(Records of labeled boxes)
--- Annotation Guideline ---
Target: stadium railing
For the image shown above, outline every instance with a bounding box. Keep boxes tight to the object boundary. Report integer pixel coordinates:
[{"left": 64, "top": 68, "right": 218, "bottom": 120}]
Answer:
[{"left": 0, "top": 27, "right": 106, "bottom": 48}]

**WHAT TO WORK ON**
Rewrite all the items above with "railing" changed to "barrier" and nothing else altered.

**EXERCISE SOLUTION**
--- Annotation Guideline ---
Target: stadium barrier
For the image shown above, outline every instance with a bounding box. Keep boxes tight to the object boundary. Report integer pixel coordinates:
[{"left": 64, "top": 68, "right": 218, "bottom": 120}]
Answer:
[{"left": 0, "top": 27, "right": 106, "bottom": 48}]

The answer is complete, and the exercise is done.